EXERCISE GOAL =
Send back the records in full, character for character.

(Items from a dataset)
——————

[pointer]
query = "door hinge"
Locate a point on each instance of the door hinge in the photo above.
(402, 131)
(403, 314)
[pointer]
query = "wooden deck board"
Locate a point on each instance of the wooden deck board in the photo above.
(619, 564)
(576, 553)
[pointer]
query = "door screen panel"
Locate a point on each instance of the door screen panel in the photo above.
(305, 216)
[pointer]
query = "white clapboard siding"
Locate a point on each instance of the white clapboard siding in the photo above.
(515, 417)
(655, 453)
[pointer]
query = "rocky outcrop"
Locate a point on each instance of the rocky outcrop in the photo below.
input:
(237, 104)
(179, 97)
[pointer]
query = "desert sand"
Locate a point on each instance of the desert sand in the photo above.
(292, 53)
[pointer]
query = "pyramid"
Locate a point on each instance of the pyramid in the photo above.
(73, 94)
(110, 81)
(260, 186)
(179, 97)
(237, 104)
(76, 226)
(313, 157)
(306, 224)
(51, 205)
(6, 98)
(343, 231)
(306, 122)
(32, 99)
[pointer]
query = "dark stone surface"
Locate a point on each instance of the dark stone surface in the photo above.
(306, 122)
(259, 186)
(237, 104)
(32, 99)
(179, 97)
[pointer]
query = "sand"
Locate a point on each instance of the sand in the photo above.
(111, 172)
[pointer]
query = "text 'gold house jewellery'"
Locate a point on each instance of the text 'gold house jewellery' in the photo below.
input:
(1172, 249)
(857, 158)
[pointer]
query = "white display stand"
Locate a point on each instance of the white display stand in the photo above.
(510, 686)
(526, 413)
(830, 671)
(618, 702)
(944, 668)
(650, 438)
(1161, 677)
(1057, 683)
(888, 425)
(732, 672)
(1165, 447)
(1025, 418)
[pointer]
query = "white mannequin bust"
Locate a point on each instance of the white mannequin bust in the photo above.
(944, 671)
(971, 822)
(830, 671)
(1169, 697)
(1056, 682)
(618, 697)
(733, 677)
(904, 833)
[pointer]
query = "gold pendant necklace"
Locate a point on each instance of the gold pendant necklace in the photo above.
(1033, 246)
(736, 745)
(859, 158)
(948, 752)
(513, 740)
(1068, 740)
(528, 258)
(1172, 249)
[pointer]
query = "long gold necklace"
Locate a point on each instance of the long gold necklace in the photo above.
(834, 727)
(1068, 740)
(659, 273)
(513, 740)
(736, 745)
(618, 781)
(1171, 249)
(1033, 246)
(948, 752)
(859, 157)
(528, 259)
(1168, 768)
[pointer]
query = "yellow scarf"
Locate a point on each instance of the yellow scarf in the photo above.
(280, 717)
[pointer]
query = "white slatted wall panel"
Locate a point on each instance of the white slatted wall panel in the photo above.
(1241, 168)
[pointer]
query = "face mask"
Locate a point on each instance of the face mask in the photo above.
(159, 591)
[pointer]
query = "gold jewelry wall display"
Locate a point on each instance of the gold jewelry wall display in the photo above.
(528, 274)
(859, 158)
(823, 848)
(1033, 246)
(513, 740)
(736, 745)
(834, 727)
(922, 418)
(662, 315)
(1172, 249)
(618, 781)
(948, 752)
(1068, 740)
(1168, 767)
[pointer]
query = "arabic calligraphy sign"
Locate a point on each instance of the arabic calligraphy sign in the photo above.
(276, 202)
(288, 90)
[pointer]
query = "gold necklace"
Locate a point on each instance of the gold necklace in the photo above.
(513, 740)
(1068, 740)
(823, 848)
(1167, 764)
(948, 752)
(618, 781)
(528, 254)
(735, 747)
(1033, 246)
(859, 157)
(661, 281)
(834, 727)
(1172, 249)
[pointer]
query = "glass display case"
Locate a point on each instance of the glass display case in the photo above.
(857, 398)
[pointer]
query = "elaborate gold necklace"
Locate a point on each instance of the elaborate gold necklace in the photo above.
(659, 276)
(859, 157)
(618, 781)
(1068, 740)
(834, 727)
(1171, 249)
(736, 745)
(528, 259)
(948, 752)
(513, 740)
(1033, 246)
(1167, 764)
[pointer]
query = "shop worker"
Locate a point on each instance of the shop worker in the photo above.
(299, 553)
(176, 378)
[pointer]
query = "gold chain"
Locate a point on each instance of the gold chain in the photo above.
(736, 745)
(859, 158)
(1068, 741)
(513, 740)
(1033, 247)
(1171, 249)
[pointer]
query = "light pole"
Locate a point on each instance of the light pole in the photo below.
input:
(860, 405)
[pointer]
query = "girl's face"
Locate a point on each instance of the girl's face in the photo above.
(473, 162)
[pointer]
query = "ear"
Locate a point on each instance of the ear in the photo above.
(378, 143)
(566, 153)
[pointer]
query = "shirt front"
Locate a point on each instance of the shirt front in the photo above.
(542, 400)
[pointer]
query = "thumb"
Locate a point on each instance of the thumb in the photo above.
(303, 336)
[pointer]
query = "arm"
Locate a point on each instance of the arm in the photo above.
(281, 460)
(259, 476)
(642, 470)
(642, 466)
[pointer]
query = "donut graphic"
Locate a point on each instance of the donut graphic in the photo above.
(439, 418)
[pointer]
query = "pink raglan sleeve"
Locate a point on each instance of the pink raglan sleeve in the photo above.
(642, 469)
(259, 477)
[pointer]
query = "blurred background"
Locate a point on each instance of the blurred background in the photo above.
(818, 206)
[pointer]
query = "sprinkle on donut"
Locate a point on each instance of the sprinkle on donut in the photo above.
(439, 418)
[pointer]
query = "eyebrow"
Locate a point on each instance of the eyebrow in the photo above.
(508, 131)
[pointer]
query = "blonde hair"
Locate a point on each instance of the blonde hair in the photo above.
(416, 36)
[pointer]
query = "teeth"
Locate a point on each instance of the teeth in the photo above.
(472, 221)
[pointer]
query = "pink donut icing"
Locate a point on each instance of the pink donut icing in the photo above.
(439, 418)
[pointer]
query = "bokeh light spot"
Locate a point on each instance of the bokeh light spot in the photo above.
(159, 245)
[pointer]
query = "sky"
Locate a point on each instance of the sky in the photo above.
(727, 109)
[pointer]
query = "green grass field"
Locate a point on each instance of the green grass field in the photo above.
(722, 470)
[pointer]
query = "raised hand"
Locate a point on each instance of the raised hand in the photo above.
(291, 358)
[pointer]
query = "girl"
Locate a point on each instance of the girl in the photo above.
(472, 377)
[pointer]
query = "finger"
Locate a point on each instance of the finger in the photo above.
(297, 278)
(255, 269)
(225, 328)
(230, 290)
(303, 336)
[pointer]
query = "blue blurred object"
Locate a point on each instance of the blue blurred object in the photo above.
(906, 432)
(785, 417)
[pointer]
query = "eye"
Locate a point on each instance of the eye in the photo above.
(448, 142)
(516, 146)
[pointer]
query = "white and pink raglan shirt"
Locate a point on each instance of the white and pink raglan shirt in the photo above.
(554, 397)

——————

REPLY =
[pointer]
query = "door hinge"
Locate a point on each instance of the door hinge in the photo above.
(402, 131)
(403, 314)
[pointer]
query = "wooden deck board"
Locate a point on each instance of the wooden deck board in the photo above.
(619, 564)
(576, 553)
[pointer]
query = "door screen panel"
Locate a point on each instance of the door screen panel in the photo above.
(305, 216)
[pointer]
query = "white clapboard siding"
Locate a point on each instance of the white clapboard siding in the photo above.
(515, 417)
(655, 453)
[pointer]
query = "rocky outcrop"
Locate a point on each instance of the rocky outcrop in the photo below.
input:
(237, 104)
(179, 97)
[pointer]
query = "desert sand"
Locate a point on each instance of the desert sand in the photo above.
(292, 53)
[pointer]
query = "pyramid"
Locate a point on each instance of the pyramid in the photo above.
(73, 94)
(110, 81)
(260, 186)
(179, 97)
(237, 104)
(76, 226)
(313, 157)
(306, 224)
(51, 205)
(6, 98)
(343, 231)
(306, 122)
(32, 99)
[pointer]
query = "dark stone surface"
Locate a point on each instance of the dark stone surface in the photo above.
(306, 122)
(259, 186)
(237, 104)
(32, 99)
(179, 97)
[pointer]
query = "sand"
Locate a point on each instance of the sand in the photo above.
(111, 172)
[pointer]
query = "text 'gold house jewellery'"
Locate a point on each instance of the text 'gold house jewellery' in the photo below.
input:
(1172, 249)
(857, 158)
[pointer]
query = "white display stand"
Locate a point on each instance of the white display stand in the photo above.
(510, 686)
(526, 413)
(830, 671)
(618, 702)
(944, 668)
(650, 438)
(1161, 677)
(1057, 683)
(888, 425)
(732, 672)
(1165, 447)
(1025, 418)
[pointer]
query = "white mannequin bust"
Locate a point on each instance of the white mannequin bust in the photo above.
(944, 671)
(971, 822)
(830, 671)
(1169, 697)
(1056, 682)
(618, 697)
(733, 677)
(904, 833)
[pointer]
query = "gold pendant necklace"
Locate a point on each instance of the gold pendant necklace in the photo above.
(1033, 246)
(736, 745)
(859, 158)
(948, 752)
(513, 740)
(1068, 740)
(528, 258)
(1172, 249)
[pointer]
query = "long gold necklace"
Locate a point on each instance of the long gold necklace in the photo above.
(834, 727)
(1068, 740)
(659, 273)
(513, 740)
(736, 745)
(618, 781)
(1171, 249)
(1033, 246)
(948, 752)
(859, 157)
(528, 259)
(1168, 768)
[pointer]
query = "yellow scarf"
Locate a point on each instance of the yellow scarf in the photo above.
(280, 717)
[pointer]
query = "white slatted wall panel"
Locate a point on each instance of the white slatted wall panel in the photo above.
(1241, 168)
[pointer]
query = "face mask"
Locate a point on each instance of the face mask in the photo above.
(159, 591)
[pointer]
query = "gold jewelry wall display"
Locate a point on each instance of the gold jewelry wall display in the photo above.
(528, 274)
(859, 158)
(823, 848)
(1033, 246)
(513, 740)
(736, 745)
(834, 727)
(922, 418)
(662, 315)
(1172, 249)
(618, 781)
(948, 752)
(1068, 740)
(1168, 767)
[pointer]
query = "arabic calligraphy sign"
Locate a point on each instance of the arabic calligraphy sign in the photo above.
(276, 202)
(288, 90)
[pointer]
query = "gold necklace"
Locate a point on each instance of the gold necklace in the photo above.
(513, 740)
(1068, 740)
(823, 848)
(1167, 764)
(948, 752)
(618, 781)
(528, 254)
(735, 747)
(1033, 246)
(859, 157)
(661, 281)
(834, 727)
(1172, 249)
[pointer]
query = "glass display case"
Locate a point on each instance of the glass display case in the photo above.
(857, 398)
[pointer]
query = "elaborate gold necklace"
Locate a point on each instance of the elaborate gold necklace in the photo above.
(659, 276)
(859, 157)
(618, 781)
(1068, 740)
(834, 727)
(1171, 249)
(736, 745)
(528, 259)
(948, 752)
(513, 740)
(1033, 246)
(1167, 764)
[pointer]
query = "shop worker"
Locate a point on each instance of the shop worker in the photo above.
(299, 553)
(176, 378)
[pointer]
query = "gold chain"
Locate a point on each instance of the gold chain in the photo above.
(736, 745)
(859, 158)
(1068, 741)
(513, 740)
(1033, 247)
(1171, 249)
[pointer]
query = "light pole"
Locate a point on each instance of the light pole in the photo below.
input:
(860, 405)
[pointer]
query = "girl's face"
Locate a point on each instance of the girl's face in the photo above.
(473, 162)
[pointer]
query = "ear"
Locate a point on each instance of the ear in the photo above.
(378, 143)
(566, 153)
[pointer]
query = "shirt front"
Locate a point on each instance of the shirt front in the photo above.
(542, 400)
[pointer]
query = "thumb"
Locate a point on each instance of the thumb in the photo above.
(303, 336)
[pointer]
query = "arm"
Locate a point on each instance of the arm in the photo above.
(281, 460)
(259, 476)
(642, 470)
(642, 466)
[pointer]
query = "donut graphic"
Locate a point on each instance of the donut graphic in the photo above.
(439, 418)
[pointer]
query = "pink raglan sleeve"
Locate a point on each instance of the pink raglan sleeve in the photo above.
(642, 469)
(259, 477)
[pointer]
query = "blurred background"
Locate a point on each instance of the blurred background in the photo above.
(818, 206)
[pointer]
query = "sprinkle on donut"
Locate a point on each instance of the sprinkle on donut in the photo above.
(439, 418)
[pointer]
query = "eyebrow"
Locate a point on each instance of the eyebrow in the photo above.
(508, 131)
[pointer]
query = "blonde hair"
Locate a point on each instance of the blonde hair in the photo above.
(416, 36)
[pointer]
query = "teeth"
Locate a point on each instance of the teeth in the photo above.
(472, 221)
[pointer]
query = "pink donut icing"
Locate a point on each instance of the pink donut icing in the photo above.
(439, 418)
[pointer]
query = "bokeh light spot"
Locate a point on each instance of the bokeh light spot in the photo above.
(159, 245)
[pointer]
query = "sky"
Locate a point on each instance of the sky in the photo above.
(727, 109)
[pointer]
query = "green grass field"
Locate a point on each instance of the green grass field in the photo above.
(722, 470)
[pointer]
query = "raised hand"
Locate a point on each instance of the raised hand in the photo above.
(291, 358)
[pointer]
query = "girl"
Locate a point on each instance of the girl in the photo above.
(472, 377)
[pointer]
query = "finger"
Locate a point on each instance of the finger in the photo above.
(297, 278)
(255, 269)
(225, 328)
(230, 290)
(303, 336)
[pointer]
query = "blue blurred object"
Locate a point on each instance of the blue blurred object in the photo above.
(906, 432)
(785, 417)
[pointer]
query = "eye"
Locate a point on each instance of the eye in the photo above.
(448, 142)
(516, 146)
[pointer]
query = "white and pink raglan shirt"
Locate a point on each instance of the white and pink raglan shirt in the photo above.
(554, 397)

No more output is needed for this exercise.